- Description of the task -
How many lines in the items below contain the string "left"? Case counts. Reply with the number alone.

* start Input *

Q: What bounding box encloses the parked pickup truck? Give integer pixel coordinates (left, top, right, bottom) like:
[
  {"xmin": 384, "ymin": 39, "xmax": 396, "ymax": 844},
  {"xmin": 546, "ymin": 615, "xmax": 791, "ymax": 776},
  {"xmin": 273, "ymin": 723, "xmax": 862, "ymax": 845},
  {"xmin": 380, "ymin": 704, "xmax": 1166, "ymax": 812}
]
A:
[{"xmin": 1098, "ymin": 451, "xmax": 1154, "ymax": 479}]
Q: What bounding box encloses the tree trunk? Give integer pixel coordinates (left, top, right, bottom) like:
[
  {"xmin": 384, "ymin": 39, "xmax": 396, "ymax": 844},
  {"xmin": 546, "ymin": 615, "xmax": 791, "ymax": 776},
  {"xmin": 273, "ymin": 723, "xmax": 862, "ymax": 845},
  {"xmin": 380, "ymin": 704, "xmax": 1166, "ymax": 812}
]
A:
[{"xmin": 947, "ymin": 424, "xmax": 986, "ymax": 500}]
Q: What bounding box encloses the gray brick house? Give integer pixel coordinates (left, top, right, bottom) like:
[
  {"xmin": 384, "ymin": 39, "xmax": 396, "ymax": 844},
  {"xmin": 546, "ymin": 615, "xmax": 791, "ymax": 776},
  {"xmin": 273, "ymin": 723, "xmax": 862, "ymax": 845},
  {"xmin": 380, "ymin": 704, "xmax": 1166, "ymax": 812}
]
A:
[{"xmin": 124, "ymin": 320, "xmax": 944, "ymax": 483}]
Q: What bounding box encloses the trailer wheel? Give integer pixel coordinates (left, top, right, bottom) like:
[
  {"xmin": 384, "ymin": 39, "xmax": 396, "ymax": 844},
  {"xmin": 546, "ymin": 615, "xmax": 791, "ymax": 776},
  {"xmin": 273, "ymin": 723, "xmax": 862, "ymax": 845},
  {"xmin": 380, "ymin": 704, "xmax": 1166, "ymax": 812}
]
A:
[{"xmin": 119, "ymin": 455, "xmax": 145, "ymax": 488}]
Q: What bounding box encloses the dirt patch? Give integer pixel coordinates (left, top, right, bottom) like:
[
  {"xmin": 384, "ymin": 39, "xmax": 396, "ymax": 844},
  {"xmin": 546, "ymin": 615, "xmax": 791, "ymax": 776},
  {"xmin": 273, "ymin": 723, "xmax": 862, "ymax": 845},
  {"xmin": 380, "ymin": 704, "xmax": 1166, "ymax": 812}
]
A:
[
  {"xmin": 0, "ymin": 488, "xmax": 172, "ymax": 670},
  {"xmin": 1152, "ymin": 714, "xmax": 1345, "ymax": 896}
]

* end Input *

- Exercise solution -
5